Given problem
Copy the material below line for line, changing nothing, but omit any pictures.

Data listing
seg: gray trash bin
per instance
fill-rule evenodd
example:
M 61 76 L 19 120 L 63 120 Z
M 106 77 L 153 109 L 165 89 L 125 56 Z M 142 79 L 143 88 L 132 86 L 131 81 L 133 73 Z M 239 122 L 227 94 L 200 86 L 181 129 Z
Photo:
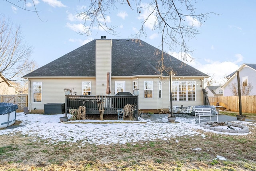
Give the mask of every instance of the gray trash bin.
M 28 113 L 28 107 L 24 107 L 24 113 Z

Output of the exercise
seg: gray trash bin
per instance
fill-rule evenodd
example:
M 61 76 L 19 120 L 63 120 Z
M 106 77 L 153 109 L 165 89 L 125 56 Z M 142 79 L 143 88 L 132 86 L 131 81 L 133 73 Z M 239 122 L 227 94 L 200 86 L 181 129 Z
Photo:
Give the mask of every instance of the gray trash bin.
M 28 113 L 28 107 L 24 107 L 24 113 Z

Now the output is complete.